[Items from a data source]
——

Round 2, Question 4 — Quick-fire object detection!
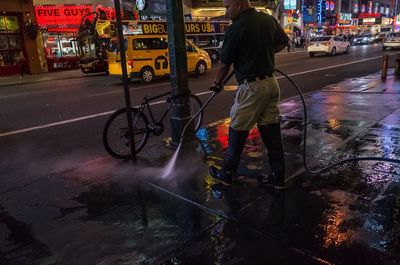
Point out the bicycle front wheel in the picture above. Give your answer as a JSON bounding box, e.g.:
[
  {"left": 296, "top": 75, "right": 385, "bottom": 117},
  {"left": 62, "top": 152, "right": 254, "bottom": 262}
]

——

▶ _EXERCISE INSTRUCTIONS_: Can you arrange every line of the items above into a Markdown table with the columns Row and Line, numbering the rows and skipping any blank lines? Leave the pictures out of the table.

▶ _ANSWER_:
| Row | Line |
|---|---|
| 1 | Round 2, Question 4 — Quick-fire object detection! |
| 2 | Point out the bicycle front wheel in the picture above. Give your answer as a JSON bounding box, e.g.: |
| 3 | [ |
| 4 |   {"left": 296, "top": 75, "right": 385, "bottom": 117}, |
| 5 |   {"left": 62, "top": 152, "right": 254, "bottom": 262} |
| 6 | ] |